Given data:

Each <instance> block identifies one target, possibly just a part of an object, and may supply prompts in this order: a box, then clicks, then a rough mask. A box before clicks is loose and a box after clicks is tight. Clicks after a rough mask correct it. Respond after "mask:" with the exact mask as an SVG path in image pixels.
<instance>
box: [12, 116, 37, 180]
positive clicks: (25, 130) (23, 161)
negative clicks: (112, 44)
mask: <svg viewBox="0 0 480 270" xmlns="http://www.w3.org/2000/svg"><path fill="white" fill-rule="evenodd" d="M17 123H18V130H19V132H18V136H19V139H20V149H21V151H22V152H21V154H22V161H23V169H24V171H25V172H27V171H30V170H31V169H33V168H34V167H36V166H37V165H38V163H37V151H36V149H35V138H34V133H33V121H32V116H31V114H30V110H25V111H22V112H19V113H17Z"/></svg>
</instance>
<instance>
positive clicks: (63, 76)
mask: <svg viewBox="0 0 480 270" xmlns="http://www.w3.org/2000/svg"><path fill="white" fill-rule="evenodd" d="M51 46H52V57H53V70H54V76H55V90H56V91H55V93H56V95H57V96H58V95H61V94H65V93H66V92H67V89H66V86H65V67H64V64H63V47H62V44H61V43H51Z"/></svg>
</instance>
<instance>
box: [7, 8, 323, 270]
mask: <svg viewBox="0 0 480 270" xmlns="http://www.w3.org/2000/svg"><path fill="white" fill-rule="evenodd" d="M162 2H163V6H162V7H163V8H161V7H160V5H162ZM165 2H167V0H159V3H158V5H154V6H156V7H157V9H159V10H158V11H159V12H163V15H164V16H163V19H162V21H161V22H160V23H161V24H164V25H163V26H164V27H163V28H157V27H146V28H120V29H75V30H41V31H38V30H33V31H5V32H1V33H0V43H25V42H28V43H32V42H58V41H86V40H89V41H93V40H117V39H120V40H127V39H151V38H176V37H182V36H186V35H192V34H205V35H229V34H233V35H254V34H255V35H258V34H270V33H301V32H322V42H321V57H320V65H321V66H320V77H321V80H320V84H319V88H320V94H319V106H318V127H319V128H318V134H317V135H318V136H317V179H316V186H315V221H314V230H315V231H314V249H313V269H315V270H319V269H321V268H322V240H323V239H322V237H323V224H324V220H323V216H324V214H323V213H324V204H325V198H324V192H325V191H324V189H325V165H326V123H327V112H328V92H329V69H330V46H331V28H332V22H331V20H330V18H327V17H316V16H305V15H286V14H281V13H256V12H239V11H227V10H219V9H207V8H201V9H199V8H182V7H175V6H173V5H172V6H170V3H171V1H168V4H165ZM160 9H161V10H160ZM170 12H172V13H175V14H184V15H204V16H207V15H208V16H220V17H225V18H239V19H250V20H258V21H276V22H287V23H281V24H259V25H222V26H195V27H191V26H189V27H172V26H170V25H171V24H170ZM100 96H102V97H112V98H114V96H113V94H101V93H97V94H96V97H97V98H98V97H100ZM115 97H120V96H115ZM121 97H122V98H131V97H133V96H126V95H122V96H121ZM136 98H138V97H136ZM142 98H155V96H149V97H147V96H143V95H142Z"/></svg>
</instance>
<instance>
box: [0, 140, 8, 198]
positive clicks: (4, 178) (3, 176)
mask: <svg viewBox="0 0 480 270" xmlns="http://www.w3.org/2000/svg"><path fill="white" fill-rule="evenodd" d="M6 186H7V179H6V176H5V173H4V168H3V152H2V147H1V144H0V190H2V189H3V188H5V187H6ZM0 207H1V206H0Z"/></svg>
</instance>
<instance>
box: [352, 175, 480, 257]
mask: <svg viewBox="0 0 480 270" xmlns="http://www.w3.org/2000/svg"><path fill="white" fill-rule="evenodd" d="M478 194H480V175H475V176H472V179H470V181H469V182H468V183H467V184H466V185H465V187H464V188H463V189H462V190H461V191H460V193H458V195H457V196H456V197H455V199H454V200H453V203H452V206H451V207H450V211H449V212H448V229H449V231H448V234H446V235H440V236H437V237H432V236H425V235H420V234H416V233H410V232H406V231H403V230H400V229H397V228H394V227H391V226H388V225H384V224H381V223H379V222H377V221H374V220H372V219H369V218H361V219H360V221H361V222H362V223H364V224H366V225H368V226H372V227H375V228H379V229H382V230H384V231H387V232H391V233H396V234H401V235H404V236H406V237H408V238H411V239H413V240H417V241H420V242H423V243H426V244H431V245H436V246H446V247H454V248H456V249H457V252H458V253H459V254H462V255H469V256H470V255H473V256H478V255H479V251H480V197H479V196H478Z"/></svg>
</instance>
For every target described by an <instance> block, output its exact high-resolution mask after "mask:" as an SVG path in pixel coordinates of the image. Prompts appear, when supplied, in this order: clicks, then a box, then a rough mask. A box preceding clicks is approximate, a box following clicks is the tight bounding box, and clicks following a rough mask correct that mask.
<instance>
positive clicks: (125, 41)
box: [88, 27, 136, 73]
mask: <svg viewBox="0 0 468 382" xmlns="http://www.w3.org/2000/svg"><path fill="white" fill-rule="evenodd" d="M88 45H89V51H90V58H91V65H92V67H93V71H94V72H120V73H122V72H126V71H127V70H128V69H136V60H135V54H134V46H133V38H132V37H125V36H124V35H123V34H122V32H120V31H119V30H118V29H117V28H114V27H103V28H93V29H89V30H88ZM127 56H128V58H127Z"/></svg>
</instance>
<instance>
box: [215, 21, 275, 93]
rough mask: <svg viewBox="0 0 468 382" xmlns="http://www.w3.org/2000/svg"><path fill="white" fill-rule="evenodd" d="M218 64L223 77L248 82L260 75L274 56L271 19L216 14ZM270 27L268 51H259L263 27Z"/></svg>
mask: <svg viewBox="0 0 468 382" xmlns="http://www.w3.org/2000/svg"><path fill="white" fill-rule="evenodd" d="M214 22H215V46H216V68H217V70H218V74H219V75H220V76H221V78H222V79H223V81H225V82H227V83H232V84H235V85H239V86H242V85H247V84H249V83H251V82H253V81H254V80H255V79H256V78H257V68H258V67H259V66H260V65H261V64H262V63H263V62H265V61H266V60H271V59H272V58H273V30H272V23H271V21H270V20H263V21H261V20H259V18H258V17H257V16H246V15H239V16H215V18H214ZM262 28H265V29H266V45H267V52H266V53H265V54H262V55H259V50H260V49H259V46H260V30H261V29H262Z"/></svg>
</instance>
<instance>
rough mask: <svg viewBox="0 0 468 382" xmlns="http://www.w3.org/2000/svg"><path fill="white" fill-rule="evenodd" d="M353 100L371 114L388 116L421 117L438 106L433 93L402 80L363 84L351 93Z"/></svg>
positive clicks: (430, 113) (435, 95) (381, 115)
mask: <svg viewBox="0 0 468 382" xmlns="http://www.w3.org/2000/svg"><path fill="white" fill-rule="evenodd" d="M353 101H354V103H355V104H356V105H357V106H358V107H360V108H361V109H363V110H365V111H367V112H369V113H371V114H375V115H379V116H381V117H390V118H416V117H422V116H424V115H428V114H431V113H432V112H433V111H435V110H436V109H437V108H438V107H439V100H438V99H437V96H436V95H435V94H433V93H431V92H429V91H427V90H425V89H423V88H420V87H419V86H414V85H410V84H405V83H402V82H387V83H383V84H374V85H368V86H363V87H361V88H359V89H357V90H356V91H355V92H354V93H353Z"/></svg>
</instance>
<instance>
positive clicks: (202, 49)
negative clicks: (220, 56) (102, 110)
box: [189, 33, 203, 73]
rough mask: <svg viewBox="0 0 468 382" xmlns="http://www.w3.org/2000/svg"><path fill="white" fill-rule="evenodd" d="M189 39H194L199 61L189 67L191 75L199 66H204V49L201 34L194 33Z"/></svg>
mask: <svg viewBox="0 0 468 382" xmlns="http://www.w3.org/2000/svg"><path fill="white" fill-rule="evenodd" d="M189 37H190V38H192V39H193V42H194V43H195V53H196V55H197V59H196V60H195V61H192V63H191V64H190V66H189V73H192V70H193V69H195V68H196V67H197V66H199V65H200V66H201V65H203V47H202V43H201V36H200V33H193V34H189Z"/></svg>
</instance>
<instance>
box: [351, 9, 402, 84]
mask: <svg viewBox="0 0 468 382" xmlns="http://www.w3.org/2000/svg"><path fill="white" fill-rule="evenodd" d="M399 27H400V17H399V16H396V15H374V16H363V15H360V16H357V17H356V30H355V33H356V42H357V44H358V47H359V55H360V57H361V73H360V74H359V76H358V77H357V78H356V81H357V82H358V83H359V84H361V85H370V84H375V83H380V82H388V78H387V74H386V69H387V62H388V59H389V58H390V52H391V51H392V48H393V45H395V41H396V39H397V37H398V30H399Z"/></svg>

Problem: The stretch of entries above that starts with the line containing "For every target" and goes on through the line containing "positive clicks: (125, 41)" is to be transcribed exactly, and no other line is to be transcribed.

Response:
For every target described by an <instance> block, output its exact high-resolution mask after "mask:" as an SVG path in pixel coordinates of the image. Prompts appear, when supplied, in this order: clicks, then a box, then a rough mask. A box preceding clicks is approximate, a box following clicks is the tight bounding box, and clicks following a rough mask correct that mask.
<instance>
positive clicks: (125, 41)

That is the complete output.